REQUIRED WORK =>
Beginning at the line with "Category: door knob", output each line to the end of the listing below exactly, please.

DATASET CONTENT =>
★ ★ ★ ★ ★
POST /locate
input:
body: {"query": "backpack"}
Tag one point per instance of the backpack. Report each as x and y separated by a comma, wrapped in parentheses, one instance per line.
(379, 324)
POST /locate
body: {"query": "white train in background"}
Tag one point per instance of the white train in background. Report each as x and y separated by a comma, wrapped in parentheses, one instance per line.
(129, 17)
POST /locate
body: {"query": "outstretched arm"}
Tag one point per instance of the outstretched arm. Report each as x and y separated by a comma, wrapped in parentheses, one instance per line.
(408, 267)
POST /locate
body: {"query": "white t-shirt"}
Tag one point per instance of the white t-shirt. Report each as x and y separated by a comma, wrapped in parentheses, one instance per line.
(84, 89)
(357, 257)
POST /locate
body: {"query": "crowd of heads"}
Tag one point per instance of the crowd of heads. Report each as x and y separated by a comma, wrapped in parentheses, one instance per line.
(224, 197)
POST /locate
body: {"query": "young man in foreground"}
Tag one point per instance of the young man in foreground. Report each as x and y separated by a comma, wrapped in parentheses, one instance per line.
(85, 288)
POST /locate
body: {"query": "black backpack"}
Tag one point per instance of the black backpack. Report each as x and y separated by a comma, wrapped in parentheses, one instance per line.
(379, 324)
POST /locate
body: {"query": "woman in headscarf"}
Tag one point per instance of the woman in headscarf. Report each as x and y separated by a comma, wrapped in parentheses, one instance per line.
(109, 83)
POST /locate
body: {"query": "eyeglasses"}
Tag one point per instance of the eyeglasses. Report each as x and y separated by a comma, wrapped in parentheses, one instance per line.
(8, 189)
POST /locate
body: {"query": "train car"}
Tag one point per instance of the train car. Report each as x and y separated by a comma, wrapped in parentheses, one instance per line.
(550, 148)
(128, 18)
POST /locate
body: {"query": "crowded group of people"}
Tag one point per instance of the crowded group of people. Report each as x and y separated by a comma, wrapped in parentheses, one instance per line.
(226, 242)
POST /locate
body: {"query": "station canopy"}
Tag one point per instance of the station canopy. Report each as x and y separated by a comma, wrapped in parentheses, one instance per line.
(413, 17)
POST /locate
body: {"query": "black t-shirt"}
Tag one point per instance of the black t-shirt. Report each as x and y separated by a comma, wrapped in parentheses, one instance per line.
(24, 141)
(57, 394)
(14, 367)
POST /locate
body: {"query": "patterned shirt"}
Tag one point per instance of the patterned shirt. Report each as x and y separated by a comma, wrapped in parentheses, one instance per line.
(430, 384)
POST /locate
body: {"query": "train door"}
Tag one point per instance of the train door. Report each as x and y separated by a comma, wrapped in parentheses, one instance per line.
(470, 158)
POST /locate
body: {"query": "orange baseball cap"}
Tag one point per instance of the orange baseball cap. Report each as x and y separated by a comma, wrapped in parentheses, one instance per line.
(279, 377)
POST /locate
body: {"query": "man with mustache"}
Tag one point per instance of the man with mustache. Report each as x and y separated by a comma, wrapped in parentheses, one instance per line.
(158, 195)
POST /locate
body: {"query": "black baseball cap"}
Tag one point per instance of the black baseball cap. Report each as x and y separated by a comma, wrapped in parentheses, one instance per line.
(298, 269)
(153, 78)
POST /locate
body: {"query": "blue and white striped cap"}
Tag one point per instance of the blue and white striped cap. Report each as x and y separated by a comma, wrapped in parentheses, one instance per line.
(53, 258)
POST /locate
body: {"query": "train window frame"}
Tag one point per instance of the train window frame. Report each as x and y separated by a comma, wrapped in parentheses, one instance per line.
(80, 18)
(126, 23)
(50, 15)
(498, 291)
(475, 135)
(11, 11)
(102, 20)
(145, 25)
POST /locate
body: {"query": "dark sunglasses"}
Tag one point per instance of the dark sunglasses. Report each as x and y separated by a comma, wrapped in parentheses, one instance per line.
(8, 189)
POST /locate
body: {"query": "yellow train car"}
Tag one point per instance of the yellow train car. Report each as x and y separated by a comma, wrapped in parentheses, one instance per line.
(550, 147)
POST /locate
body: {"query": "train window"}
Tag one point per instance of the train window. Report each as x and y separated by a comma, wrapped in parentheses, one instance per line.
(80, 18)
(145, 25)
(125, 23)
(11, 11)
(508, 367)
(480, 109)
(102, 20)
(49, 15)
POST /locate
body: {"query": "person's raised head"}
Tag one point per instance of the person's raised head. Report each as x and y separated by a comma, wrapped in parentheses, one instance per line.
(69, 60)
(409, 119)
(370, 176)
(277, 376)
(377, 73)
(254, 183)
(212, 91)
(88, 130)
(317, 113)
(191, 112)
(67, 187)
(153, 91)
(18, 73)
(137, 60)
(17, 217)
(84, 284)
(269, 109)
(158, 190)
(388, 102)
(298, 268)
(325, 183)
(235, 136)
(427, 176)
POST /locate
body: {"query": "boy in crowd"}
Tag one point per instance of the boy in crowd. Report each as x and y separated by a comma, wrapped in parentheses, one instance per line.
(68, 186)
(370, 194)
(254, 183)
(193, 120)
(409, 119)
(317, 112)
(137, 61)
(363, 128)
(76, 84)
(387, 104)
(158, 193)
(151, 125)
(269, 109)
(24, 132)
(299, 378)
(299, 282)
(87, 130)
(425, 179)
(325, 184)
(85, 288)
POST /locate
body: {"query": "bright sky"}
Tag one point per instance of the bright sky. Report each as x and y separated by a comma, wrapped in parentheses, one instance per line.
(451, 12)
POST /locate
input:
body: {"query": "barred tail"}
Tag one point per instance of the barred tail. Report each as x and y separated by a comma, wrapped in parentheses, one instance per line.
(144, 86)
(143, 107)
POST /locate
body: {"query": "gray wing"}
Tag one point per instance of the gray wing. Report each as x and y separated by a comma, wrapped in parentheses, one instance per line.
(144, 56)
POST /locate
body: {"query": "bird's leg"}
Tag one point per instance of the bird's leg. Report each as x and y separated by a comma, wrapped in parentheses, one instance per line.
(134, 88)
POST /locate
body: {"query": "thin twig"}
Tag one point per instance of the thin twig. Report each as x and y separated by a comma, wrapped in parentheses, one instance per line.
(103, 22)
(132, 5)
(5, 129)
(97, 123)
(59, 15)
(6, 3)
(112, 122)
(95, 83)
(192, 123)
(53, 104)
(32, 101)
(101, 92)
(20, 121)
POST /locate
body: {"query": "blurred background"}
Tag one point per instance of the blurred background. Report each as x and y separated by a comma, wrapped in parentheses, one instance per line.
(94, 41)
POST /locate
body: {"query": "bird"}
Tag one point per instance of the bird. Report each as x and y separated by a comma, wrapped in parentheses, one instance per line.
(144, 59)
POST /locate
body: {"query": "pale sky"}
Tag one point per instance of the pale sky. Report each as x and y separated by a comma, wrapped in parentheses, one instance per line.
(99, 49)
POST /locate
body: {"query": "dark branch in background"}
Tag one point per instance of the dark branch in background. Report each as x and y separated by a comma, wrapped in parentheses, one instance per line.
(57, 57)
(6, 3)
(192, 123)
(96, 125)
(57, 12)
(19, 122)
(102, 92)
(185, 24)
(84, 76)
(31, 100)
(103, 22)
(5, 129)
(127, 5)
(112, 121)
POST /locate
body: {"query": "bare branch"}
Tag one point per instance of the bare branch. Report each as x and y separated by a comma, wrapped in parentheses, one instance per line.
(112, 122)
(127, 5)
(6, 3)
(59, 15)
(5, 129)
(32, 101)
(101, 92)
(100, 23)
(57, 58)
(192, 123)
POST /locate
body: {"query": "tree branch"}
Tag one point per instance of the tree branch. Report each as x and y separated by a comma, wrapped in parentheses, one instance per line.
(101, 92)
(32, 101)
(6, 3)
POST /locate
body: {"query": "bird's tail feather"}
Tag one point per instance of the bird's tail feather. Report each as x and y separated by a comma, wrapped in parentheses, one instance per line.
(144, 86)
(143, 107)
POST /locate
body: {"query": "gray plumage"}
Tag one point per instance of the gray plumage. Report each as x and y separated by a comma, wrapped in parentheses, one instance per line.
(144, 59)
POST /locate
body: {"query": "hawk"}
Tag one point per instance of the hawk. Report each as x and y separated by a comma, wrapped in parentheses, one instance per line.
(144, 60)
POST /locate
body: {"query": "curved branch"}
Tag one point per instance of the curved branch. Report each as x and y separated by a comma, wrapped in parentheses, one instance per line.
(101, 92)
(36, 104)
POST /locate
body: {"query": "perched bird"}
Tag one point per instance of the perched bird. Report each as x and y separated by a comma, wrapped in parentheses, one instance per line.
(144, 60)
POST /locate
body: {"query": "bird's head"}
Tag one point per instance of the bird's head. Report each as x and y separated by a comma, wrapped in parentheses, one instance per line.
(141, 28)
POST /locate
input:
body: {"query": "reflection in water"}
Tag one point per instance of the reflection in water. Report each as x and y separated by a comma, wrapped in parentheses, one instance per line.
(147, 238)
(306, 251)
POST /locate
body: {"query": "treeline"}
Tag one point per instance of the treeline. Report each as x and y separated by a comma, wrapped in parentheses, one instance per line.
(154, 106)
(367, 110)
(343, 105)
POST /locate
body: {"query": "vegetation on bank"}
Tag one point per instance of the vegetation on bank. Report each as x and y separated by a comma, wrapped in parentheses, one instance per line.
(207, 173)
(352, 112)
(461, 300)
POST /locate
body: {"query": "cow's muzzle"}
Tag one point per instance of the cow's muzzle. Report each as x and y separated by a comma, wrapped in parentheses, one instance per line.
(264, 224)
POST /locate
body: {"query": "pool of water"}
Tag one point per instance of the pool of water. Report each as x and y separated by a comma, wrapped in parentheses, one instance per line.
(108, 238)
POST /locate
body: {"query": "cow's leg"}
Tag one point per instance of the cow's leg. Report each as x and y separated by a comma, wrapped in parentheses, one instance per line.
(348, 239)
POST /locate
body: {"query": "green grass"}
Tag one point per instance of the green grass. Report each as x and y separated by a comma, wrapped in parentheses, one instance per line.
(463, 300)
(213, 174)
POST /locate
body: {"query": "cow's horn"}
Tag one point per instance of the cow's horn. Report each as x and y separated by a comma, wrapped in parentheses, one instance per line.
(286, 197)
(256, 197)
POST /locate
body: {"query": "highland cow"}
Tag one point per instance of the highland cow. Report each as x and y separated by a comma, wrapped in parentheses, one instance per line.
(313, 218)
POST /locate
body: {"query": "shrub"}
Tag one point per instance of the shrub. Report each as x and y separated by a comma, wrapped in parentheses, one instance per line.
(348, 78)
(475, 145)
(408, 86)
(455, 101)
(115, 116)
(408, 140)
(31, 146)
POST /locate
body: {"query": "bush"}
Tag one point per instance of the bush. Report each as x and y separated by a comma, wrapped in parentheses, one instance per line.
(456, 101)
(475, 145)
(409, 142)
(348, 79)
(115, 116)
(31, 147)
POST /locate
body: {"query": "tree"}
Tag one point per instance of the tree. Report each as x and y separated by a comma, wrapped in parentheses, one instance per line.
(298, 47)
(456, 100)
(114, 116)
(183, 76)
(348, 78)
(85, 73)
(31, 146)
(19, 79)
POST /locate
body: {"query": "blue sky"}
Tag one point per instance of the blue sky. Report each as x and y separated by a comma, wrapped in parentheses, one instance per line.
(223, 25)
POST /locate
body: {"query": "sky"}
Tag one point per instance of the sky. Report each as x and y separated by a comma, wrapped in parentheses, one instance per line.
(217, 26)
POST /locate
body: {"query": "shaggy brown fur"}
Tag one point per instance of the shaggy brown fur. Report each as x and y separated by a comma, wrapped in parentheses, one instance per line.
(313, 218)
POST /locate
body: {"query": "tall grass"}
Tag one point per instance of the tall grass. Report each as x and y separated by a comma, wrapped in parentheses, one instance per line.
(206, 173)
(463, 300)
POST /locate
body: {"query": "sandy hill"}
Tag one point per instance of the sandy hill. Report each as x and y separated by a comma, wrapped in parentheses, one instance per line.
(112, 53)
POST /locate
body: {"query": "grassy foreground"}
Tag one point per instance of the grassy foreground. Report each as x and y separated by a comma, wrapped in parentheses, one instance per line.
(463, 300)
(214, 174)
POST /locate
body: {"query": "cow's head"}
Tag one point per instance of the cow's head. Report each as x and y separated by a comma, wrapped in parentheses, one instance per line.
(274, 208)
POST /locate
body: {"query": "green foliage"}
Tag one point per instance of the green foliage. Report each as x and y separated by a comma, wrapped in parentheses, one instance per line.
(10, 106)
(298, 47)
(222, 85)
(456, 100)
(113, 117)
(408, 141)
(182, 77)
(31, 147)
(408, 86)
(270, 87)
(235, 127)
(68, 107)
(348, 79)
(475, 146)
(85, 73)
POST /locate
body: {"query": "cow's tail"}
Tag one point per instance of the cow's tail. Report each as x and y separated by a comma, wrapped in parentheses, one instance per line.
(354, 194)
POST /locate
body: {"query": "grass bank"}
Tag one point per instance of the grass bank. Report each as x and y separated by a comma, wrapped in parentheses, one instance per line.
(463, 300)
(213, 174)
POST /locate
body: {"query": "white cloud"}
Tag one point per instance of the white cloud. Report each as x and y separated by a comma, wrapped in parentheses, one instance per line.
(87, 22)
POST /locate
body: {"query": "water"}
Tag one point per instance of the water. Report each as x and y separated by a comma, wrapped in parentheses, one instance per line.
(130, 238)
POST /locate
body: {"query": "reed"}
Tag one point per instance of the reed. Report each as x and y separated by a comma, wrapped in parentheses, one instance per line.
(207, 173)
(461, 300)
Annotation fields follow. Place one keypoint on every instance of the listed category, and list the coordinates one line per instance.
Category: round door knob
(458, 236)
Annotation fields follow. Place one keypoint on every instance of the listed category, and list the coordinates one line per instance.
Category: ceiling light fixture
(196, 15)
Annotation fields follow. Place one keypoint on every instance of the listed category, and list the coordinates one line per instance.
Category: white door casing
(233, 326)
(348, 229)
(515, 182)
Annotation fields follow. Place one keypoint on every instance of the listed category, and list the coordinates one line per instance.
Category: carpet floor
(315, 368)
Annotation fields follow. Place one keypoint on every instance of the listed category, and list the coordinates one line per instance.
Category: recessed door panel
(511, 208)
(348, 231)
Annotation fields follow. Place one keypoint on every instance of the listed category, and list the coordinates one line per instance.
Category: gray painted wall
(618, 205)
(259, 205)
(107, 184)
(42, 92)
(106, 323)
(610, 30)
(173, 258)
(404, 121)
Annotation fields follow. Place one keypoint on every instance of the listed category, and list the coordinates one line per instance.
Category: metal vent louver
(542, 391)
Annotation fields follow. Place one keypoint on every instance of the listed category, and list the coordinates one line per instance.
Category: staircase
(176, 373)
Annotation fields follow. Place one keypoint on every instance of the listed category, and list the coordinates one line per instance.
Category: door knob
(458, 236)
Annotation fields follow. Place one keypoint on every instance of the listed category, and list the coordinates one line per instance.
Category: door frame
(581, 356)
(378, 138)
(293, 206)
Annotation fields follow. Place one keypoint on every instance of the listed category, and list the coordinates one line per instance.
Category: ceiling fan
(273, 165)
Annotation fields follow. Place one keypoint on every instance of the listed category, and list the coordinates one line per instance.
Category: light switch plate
★ ★ ★ ★ ★
SOLUTION TO THIS EXERCISE =>
Category: door knob
(458, 236)
Annotation fields follow. Place one keypoint on every instance of the listed category, and list the coordinates one line per instance.
Category: door frame
(581, 356)
(378, 138)
(293, 206)
Annotation fields follow. Place one keypoint on every instance of the listed category, and list the coordinates one line per instance.
Category: ceiling fan
(273, 165)
Annotation fields follow. Place one keypoint on every instance of the listed category, and list the coordinates one line per instance.
Category: light switch plate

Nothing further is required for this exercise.